### Records supplied ###
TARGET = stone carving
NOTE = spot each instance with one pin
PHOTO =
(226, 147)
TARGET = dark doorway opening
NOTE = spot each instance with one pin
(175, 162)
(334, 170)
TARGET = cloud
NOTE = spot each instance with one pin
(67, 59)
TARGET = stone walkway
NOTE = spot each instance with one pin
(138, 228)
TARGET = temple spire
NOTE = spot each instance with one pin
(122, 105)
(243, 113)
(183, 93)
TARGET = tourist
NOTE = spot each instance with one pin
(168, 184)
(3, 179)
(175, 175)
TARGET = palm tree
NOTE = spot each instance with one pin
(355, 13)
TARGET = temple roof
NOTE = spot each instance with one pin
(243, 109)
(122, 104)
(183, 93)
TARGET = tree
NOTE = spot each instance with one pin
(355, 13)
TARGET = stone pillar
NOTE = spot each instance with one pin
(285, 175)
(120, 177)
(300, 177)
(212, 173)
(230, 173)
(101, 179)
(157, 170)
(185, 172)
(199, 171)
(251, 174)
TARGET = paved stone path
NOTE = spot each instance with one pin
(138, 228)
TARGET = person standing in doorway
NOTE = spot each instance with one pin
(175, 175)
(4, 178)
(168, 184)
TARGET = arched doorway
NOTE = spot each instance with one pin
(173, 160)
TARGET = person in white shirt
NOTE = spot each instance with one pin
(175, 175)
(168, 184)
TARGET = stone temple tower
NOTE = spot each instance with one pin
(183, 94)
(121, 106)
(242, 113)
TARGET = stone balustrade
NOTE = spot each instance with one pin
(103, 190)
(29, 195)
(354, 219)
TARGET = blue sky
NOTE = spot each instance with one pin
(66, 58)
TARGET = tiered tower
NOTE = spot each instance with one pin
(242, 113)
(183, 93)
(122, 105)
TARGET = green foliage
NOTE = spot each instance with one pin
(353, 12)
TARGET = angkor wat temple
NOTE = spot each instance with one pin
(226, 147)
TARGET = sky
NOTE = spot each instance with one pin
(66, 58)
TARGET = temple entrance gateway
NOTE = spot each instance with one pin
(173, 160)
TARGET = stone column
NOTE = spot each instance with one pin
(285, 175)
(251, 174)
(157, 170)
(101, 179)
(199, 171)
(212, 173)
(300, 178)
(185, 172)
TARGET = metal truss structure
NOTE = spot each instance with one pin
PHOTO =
###
### Records supplied ###
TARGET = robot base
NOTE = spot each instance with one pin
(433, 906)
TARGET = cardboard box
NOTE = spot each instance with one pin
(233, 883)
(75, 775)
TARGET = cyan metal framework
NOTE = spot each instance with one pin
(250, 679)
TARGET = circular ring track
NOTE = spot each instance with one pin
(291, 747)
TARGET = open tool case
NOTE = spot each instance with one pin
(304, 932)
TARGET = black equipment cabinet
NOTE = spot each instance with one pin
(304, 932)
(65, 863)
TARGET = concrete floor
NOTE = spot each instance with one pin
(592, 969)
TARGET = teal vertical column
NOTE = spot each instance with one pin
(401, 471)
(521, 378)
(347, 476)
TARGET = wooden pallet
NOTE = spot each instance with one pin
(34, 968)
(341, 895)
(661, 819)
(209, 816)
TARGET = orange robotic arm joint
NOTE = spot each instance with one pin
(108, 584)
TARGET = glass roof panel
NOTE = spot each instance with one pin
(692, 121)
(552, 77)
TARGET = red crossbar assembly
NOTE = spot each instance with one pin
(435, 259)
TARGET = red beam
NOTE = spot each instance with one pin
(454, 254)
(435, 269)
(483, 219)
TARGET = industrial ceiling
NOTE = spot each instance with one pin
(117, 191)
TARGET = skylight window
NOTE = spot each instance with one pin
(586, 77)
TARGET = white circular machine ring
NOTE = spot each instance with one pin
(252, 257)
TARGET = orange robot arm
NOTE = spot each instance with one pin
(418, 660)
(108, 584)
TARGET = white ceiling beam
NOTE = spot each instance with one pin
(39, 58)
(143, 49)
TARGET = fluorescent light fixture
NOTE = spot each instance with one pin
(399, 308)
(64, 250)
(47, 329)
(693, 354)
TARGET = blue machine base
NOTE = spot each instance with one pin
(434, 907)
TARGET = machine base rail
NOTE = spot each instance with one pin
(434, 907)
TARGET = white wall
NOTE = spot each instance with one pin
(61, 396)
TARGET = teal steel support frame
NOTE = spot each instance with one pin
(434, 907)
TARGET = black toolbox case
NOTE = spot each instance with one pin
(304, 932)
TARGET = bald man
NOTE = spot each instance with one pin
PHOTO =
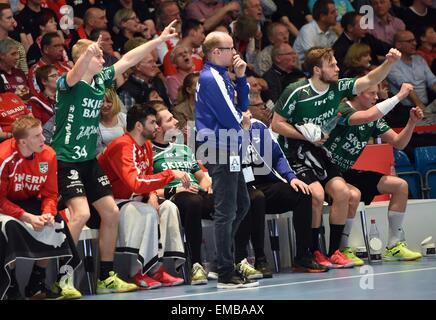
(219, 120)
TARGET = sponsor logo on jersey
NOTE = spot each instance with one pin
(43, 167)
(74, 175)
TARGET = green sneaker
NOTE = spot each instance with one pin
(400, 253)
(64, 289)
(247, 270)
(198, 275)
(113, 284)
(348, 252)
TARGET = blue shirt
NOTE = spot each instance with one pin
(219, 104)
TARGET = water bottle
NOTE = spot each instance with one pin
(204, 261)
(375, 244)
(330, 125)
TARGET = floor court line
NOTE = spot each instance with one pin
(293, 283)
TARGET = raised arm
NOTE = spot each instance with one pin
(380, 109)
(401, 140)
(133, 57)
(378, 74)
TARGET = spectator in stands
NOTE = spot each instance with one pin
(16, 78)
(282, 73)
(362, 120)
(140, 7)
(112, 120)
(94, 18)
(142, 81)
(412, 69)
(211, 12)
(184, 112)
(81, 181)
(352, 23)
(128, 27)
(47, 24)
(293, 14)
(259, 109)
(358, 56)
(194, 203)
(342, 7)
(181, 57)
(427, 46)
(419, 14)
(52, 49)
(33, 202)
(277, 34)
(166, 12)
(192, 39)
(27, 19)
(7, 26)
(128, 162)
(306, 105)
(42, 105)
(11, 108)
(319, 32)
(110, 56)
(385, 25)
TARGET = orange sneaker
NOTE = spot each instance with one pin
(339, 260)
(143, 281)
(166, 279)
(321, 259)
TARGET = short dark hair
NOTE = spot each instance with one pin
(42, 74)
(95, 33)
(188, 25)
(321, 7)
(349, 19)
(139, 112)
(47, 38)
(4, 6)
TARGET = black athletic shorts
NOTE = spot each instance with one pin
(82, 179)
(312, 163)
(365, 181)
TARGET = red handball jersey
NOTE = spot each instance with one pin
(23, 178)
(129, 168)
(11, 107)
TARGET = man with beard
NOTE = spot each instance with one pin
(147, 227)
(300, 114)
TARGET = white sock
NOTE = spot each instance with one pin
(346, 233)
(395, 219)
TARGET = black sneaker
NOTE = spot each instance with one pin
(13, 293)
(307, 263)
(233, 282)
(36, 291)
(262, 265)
###
Please collect every line above that contains the word "base".

▶ Solution for this problem:
TARGET = robot base
TARGET = blue machine base
TARGET = machine base rail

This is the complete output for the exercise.